*Exercise directions*.
Reproduce all entries verbatim, with nothing added or dropped.

*** Data shown ***

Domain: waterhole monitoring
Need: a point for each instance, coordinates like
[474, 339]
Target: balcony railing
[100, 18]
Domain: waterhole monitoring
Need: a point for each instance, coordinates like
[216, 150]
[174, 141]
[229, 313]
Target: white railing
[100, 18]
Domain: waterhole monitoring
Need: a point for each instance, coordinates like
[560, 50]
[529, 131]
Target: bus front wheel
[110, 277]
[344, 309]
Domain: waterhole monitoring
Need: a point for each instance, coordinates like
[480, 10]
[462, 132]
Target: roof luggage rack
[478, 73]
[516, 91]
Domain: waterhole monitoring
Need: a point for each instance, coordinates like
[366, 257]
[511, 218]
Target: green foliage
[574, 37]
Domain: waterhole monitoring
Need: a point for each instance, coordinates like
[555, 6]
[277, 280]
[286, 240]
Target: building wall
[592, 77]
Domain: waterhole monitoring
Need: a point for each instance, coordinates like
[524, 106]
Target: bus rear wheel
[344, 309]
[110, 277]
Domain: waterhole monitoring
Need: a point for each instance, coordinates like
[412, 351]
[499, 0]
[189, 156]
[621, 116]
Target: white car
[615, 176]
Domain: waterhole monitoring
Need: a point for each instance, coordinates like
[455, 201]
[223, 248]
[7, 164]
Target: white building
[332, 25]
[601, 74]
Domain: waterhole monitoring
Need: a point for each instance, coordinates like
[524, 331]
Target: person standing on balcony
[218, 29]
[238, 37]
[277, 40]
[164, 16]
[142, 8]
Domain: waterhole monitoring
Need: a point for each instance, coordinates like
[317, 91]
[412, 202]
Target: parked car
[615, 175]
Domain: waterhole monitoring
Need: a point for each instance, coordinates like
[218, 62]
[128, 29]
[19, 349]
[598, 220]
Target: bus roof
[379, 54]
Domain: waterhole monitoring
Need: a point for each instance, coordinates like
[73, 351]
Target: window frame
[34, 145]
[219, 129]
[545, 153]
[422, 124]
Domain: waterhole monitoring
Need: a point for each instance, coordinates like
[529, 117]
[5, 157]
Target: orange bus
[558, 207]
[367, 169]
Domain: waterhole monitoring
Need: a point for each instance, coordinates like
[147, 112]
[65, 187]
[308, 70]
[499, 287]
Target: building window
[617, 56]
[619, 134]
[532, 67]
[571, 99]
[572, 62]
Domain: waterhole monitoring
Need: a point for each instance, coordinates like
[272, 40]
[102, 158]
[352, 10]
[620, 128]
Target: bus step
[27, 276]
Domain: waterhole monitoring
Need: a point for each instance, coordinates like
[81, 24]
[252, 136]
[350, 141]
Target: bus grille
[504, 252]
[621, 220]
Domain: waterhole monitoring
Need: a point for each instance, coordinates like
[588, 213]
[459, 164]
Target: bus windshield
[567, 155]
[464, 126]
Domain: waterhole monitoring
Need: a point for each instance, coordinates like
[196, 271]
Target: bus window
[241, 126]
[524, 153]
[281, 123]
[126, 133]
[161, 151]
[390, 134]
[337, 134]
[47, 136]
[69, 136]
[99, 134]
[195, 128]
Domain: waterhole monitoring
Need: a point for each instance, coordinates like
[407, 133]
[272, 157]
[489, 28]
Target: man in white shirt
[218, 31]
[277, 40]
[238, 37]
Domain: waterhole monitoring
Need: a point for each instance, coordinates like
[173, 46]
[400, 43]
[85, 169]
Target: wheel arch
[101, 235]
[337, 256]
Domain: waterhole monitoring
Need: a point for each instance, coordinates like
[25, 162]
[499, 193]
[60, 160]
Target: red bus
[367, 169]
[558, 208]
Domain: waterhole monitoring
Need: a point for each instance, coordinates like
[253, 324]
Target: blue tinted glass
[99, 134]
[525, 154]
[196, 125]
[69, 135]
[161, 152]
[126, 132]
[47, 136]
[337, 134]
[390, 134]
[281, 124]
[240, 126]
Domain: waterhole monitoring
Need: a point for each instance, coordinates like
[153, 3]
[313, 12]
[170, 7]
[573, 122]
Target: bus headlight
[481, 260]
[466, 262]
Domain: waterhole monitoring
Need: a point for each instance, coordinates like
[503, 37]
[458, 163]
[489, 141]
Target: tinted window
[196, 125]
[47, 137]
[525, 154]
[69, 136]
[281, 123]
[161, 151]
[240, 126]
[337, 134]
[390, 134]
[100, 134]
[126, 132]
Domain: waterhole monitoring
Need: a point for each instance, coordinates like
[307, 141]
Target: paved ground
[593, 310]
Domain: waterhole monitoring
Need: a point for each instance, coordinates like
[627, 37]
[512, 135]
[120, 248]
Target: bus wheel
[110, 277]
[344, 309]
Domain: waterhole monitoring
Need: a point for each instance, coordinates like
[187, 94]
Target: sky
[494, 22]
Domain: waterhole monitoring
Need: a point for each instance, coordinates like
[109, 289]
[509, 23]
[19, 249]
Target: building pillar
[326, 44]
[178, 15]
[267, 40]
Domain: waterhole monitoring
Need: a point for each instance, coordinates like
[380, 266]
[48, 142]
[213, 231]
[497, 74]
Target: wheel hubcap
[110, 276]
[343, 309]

*** End of Data shown ***

*Response to this exercise*.
Domain: waterhole monitoring
Need: a point for each instance, coordinates like
[474, 339]
Target: balcony railing
[100, 18]
Domain: waterhole monitoring
Need: a point for each instance, coordinates like
[216, 150]
[174, 141]
[229, 313]
Target: white railing
[100, 18]
Domain: waterhole monitoring
Need: a point for each instance, coordinates like
[560, 50]
[529, 131]
Target: bus front wheel
[110, 277]
[344, 309]
Domain: waterhole monitoring
Need: a point for each instance, coordinates like
[480, 10]
[462, 132]
Target: roof luggage rack
[478, 73]
[516, 91]
Domain: waterhole monitoring
Need: a point for each instance, coordinates like
[366, 257]
[511, 218]
Target: green foliage
[574, 37]
Domain: waterhole monitoring
Need: a point for each instance, coordinates like
[555, 6]
[277, 280]
[286, 240]
Target: building wall
[592, 77]
Domain: waterhole monitoring
Need: a point for each instance, coordinates like
[524, 106]
Target: bus rear wheel
[344, 309]
[110, 277]
Domain: waterhole monitoring
Need: a point for each instance, coordinates like
[412, 351]
[499, 0]
[189, 156]
[621, 116]
Target: white car
[615, 176]
Domain: waterhole monitoring
Need: a point for each instance, coordinates like
[455, 201]
[223, 248]
[7, 164]
Target: white building
[332, 25]
[601, 74]
Domain: waterhole monitoring
Need: a point for each instance, coordinates like
[524, 331]
Target: person standing on balcony
[218, 29]
[238, 37]
[277, 40]
[164, 16]
[142, 8]
Domain: waterhole monitoring
Need: a point for each instance, coordinates like
[317, 91]
[412, 202]
Target: parked car
[615, 175]
Domain: waterhole monitoring
Need: a point for each instance, coordinates like
[218, 62]
[128, 29]
[19, 349]
[598, 220]
Target: bus roof
[379, 54]
Domain: waterhole monitoring
Need: a point for each instance, coordinates like
[73, 351]
Target: window frame
[34, 145]
[219, 129]
[545, 153]
[422, 124]
Domain: waterhole monitoring
Need: a point for each instance, coordinates like
[529, 117]
[5, 157]
Target: orange bus
[558, 207]
[367, 169]
Domain: waterhole monitoring
Need: a point for each instance, coordinates like
[147, 112]
[65, 187]
[308, 70]
[499, 287]
Target: building window
[617, 56]
[619, 134]
[532, 67]
[571, 99]
[572, 62]
Domain: waterhole monitoring
Need: a point for each instance, coordinates like
[272, 40]
[102, 158]
[352, 10]
[620, 128]
Target: bus step
[27, 276]
Domain: waterhole monitoring
Need: a point for each instance, coordinates like
[81, 24]
[252, 136]
[350, 141]
Target: bus grille
[504, 252]
[621, 220]
Domain: waterhole monitoring
Need: a point for each instance, coordinates like
[588, 213]
[459, 164]
Target: bus windshield
[567, 155]
[464, 126]
Domain: waterhole monitoring
Need: a point for each instance, coordinates like
[196, 271]
Target: bus window
[241, 126]
[524, 153]
[281, 123]
[126, 133]
[161, 151]
[390, 134]
[337, 134]
[47, 136]
[69, 136]
[99, 134]
[195, 128]
Domain: waterhole monitoring
Need: a point for each instance, coordinates like
[407, 133]
[272, 157]
[489, 28]
Target: man in white shirt
[218, 31]
[277, 40]
[238, 37]
Domain: waterhole monitoring
Need: a point for each instance, coordinates like
[173, 46]
[400, 43]
[85, 169]
Target: wheel arch
[101, 235]
[337, 256]
Domain: waterhole monitoring
Need: a point for each instance, coordinates like
[25, 162]
[499, 193]
[60, 160]
Target: red bus
[367, 169]
[558, 208]
Domain: waterhole monitoring
Need: a point for each instance, coordinates like
[253, 324]
Target: blue tinted glass
[99, 134]
[525, 154]
[196, 125]
[69, 135]
[161, 152]
[126, 132]
[47, 136]
[337, 134]
[390, 134]
[281, 124]
[240, 126]
Domain: waterhole monitoring
Need: a point for each instance, coordinates like
[153, 3]
[313, 12]
[170, 7]
[573, 122]
Target: bus headlight
[481, 260]
[466, 262]
Domain: waterhole monitoring
Need: a point for each instance, coordinates like
[503, 37]
[458, 163]
[489, 141]
Target: tinted window
[196, 125]
[47, 137]
[525, 154]
[69, 136]
[281, 123]
[161, 151]
[240, 126]
[337, 134]
[390, 134]
[100, 134]
[126, 132]
Domain: waterhole monitoring
Need: a point for each instance, coordinates like
[307, 141]
Target: paved ground
[593, 310]
Domain: waterhole monitoring
Need: a point for each instance, coordinates like
[627, 37]
[512, 135]
[120, 248]
Target: bus wheel
[110, 277]
[344, 309]
Domain: waterhole monitoring
Need: a point for each instance, coordinates like
[187, 94]
Target: sky
[494, 22]
Domain: waterhole monitoring
Need: a point for each instance, coordinates like
[109, 289]
[509, 23]
[19, 249]
Target: building pillar
[326, 44]
[178, 15]
[267, 40]
Domain: waterhole monitoring
Need: a point for each instance, coordinates like
[380, 266]
[48, 142]
[213, 231]
[497, 74]
Target: wheel hubcap
[110, 276]
[343, 309]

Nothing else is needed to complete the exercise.